The complete listing should be restated exactly.

━━ ROWS

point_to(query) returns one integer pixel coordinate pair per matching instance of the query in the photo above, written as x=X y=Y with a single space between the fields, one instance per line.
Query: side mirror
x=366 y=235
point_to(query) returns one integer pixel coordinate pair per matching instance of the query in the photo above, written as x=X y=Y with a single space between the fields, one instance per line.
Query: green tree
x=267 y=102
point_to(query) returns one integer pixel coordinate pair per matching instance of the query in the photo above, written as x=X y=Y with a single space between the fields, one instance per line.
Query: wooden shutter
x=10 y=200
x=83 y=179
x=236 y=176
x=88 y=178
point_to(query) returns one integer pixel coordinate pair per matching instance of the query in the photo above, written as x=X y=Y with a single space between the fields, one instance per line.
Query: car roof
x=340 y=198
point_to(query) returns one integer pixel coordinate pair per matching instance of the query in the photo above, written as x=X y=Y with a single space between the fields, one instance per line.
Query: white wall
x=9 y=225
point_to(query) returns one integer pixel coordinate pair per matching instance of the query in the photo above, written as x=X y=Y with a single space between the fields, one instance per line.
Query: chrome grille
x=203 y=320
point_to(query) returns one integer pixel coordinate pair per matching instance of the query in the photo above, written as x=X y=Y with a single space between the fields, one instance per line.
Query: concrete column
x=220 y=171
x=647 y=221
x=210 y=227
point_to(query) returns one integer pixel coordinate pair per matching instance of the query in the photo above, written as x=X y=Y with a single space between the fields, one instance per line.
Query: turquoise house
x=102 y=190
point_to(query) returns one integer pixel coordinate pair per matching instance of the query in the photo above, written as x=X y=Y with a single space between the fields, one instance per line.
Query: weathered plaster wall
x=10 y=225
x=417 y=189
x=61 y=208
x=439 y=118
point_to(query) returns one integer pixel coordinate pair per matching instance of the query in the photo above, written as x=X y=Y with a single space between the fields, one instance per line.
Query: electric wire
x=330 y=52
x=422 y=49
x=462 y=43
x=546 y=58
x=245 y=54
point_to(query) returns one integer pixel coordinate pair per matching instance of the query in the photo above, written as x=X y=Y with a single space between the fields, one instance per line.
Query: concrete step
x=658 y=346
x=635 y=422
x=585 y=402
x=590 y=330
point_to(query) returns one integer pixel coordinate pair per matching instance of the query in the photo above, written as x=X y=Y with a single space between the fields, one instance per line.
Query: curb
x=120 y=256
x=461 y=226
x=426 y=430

━━━━

TASK RESPONSE
point_to(query) returns one integer pixel coordinate pair per matching instance of the query in the photo above, written as x=X y=Y with a single space between the fields, one instance per line.
Query: side mirror
x=366 y=235
point_to(query) returns one integer pixel coordinate pair per matching instance of the query in the photo above, written as x=X y=Y with a single space between the fields, one instance per line.
Query: green tree
x=267 y=102
point_to(query) returns one integer pixel coordinate pair per matching instance of the query in the photo above, written as x=X y=Y with a single space between the fields, one instance per line.
Query: wooden shutter
x=10 y=200
x=83 y=179
x=236 y=176
x=88 y=178
point_to(query) returns one integer pixel coordinate pair per matching instance of the query in the photo above, written as x=X y=Y with a single space between the fields, one instance per line.
Query: car roof
x=340 y=198
point_to(query) returns one integer pixel coordinate pair per matching instance of the query in the photo above, written as x=X y=Y with a single space between the fields, one instance per line.
Query: white wall
x=9 y=225
point_to(query) returns one integer pixel coordinate pair per matching instance of the query in the photo above, written as x=X y=Y with a single space between the fields, one instance per line.
Query: chrome grille
x=203 y=320
point_to(query) returns one integer pixel coordinate pair per matching instance of the query in the photo above, written as x=X y=Y with a single space between the fields, one instance per line.
Query: concrete column
x=220 y=171
x=647 y=221
x=210 y=227
point_to(query) returns one integer pixel coordinate pair per matching instance of the query in the photo above, written as x=X y=Y with a single space between the fields, one instance per line.
Query: turquoise house
x=102 y=190
point_to(query) returns one integer pixel coordinate pair per matching instance of the query in the photo above, written as x=X y=Y with a single space between the fields, one instance per line.
Query: weathered plaster wall
x=10 y=225
x=417 y=189
x=61 y=208
x=439 y=118
point_to(query) returns one integer pixel coordinate pair per matching instance of the query in the photo above, written as x=X y=Y with a single space between the fields, one instance per line.
Query: electric wire
x=330 y=52
x=422 y=49
x=462 y=43
x=546 y=58
x=245 y=54
point_to(query) returns one integer pixel coordinate pair per matching instance of the query in the photo above, written as x=X y=Y with a single space between the fields, one instance per line.
Query: concrete step
x=658 y=346
x=635 y=422
x=585 y=402
x=590 y=330
point_to(query) returns one integer pixel coordinate pair per matching instance of the query in the photo above, written as x=X y=Y with a single space between the fields, one instance per line.
Query: curb
x=120 y=256
x=461 y=226
x=426 y=430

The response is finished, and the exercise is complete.